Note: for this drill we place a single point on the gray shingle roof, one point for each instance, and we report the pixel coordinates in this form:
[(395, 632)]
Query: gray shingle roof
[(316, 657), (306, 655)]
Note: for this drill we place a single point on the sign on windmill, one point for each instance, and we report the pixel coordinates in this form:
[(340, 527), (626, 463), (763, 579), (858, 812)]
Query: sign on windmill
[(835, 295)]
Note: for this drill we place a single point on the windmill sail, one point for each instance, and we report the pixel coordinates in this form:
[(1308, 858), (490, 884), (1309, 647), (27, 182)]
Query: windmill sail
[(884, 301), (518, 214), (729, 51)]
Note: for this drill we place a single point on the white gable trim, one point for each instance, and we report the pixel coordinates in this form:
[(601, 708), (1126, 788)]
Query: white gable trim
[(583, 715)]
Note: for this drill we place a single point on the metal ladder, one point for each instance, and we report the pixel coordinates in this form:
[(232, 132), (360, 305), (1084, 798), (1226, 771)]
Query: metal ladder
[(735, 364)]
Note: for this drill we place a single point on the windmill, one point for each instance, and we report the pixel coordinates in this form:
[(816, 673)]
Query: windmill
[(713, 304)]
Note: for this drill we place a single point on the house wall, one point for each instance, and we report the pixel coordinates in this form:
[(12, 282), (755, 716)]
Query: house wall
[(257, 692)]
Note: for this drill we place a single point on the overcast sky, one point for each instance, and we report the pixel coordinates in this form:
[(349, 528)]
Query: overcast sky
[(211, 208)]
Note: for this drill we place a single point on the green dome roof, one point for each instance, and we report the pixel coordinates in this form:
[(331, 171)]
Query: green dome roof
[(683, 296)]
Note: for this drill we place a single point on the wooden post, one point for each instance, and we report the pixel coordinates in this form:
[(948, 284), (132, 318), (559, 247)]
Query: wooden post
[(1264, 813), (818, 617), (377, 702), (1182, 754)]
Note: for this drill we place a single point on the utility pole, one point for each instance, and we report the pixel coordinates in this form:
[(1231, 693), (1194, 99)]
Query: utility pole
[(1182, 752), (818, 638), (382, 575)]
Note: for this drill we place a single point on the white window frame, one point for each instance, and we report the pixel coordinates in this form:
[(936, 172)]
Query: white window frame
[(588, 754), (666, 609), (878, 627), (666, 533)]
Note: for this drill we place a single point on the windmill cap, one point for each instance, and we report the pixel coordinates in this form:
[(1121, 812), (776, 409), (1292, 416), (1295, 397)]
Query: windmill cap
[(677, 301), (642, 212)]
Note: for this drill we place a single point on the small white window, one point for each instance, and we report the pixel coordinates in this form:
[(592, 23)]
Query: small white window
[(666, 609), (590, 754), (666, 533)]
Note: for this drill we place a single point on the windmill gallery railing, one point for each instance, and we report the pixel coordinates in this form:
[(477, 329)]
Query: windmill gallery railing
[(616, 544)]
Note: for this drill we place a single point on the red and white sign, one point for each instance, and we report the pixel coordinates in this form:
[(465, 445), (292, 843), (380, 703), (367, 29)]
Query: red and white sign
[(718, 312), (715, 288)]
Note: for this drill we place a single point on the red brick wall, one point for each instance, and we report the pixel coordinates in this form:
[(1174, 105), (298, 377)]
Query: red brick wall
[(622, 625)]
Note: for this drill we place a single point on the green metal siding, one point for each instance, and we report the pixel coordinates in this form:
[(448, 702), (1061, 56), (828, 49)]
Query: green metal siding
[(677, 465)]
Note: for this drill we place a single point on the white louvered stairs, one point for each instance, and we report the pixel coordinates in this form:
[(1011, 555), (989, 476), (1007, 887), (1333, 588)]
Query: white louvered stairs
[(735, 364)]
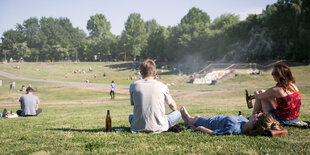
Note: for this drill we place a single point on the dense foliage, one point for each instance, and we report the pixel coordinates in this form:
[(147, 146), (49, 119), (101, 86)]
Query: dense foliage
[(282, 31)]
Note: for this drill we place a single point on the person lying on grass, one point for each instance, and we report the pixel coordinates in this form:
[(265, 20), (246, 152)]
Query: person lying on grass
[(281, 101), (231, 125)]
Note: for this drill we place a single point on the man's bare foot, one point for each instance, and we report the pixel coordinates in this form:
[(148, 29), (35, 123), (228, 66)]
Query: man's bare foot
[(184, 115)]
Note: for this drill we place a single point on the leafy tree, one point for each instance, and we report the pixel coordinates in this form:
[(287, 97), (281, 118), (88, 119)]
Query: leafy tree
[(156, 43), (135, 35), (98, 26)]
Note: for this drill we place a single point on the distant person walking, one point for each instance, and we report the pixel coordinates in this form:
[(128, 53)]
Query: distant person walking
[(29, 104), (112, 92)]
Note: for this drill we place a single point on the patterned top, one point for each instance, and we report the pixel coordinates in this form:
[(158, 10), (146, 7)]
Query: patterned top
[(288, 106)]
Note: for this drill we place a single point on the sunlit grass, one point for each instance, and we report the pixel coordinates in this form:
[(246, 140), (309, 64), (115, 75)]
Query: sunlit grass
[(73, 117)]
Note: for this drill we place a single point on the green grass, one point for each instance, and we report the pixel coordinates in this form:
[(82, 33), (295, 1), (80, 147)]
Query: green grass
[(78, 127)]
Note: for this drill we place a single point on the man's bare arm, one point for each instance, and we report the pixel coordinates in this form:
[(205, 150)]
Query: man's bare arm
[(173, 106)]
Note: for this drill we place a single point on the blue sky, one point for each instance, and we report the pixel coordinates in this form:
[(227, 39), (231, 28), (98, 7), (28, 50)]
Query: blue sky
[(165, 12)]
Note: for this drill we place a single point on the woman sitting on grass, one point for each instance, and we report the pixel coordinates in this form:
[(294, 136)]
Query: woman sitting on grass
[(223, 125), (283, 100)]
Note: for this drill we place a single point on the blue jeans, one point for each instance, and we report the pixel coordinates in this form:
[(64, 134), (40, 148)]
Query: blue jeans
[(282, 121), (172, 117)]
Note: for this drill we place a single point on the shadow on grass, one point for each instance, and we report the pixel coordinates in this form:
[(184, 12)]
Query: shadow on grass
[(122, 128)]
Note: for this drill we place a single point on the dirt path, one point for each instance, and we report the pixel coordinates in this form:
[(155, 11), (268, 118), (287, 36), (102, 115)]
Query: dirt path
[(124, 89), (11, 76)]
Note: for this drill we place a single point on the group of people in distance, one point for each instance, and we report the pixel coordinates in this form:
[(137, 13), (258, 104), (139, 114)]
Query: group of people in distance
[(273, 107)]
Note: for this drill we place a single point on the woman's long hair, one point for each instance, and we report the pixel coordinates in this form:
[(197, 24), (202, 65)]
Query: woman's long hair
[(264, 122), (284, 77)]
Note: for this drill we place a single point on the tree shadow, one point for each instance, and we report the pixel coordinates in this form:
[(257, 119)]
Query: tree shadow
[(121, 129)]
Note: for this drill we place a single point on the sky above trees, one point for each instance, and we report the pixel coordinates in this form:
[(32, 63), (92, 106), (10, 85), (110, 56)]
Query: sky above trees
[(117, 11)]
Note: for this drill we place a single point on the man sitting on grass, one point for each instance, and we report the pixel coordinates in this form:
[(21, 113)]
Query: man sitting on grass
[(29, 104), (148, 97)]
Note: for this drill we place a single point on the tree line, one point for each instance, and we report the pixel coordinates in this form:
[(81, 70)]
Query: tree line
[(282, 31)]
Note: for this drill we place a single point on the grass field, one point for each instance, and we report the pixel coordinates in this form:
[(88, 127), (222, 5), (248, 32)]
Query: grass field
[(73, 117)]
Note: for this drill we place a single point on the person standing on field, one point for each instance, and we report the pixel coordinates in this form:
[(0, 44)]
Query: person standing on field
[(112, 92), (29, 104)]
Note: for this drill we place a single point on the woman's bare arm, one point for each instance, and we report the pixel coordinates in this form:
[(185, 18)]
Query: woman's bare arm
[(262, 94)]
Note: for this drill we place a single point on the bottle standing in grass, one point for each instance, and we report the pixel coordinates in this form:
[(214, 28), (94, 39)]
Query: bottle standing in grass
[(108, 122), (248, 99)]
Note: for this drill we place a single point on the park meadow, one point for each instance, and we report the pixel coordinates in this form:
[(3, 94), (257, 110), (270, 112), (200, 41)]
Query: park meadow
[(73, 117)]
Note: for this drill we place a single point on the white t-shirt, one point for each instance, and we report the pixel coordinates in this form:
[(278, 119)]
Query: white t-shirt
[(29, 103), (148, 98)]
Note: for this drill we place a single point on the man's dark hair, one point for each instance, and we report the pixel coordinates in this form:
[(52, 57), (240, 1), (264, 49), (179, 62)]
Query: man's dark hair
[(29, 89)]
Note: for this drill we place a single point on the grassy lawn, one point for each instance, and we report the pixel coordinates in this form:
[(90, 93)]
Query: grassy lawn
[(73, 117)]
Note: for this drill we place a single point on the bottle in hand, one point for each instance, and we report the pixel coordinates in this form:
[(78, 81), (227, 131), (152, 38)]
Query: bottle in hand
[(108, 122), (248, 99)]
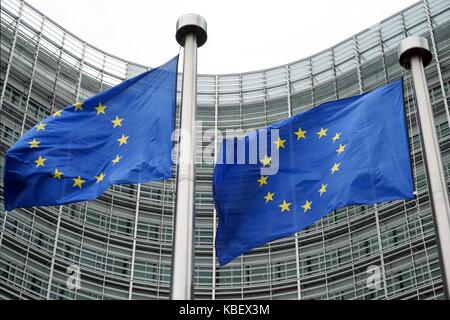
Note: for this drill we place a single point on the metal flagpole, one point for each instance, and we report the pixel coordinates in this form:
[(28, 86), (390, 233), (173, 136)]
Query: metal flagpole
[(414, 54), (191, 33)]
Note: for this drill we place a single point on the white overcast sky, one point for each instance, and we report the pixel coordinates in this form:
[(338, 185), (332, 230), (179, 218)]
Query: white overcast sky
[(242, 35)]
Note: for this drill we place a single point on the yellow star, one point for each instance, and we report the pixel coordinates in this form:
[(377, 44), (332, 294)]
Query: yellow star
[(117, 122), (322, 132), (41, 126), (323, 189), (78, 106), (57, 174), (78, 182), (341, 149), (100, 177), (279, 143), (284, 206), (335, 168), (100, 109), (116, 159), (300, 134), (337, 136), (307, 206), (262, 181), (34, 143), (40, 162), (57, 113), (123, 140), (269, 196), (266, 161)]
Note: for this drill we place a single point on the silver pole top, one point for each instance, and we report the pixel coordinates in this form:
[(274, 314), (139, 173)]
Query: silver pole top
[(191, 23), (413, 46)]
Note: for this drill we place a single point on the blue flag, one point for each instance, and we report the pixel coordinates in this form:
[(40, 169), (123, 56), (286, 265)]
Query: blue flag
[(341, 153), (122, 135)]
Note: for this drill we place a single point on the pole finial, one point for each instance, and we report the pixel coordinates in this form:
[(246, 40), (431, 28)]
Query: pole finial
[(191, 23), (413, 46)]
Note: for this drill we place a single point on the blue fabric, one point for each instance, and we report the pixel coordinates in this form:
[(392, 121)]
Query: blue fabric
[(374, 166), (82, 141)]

++++++++++++++++++++

Ricopia senza alcuna modifica le voci riportate sopra, partendo dalla loro prima riga e arrivando alla riga che contiene "[(583, 715)]". Includi sia la riga iniziale sia quella finale.

Soluzione —
Note: for this drill we place a single point on the gray shingle roof, one point for each instance, and we report the pixel coordinates in this form:
[(395, 632)]
Query: gray shingle roof
[(316, 657), (306, 655)]
Note: for this drill we place a single point on the sign on windmill, one point for each instance, and we report the pixel coordinates in this form:
[(340, 527), (626, 463), (763, 579), (858, 812)]
Query: sign on windmill
[(835, 295)]
Note: for this drill we place a single point on the windmill sail, one point for each instance, and we report the pixel coordinates in this form:
[(1308, 858), (490, 884), (1309, 647), (27, 182)]
Query: windmill sail
[(884, 301), (518, 214), (729, 51)]
Note: for this drill we place a single point on the white gable trim, one point for each instance, and we report the pixel coordinates in this form:
[(601, 708), (1126, 788)]
Query: white gable trim
[(583, 715)]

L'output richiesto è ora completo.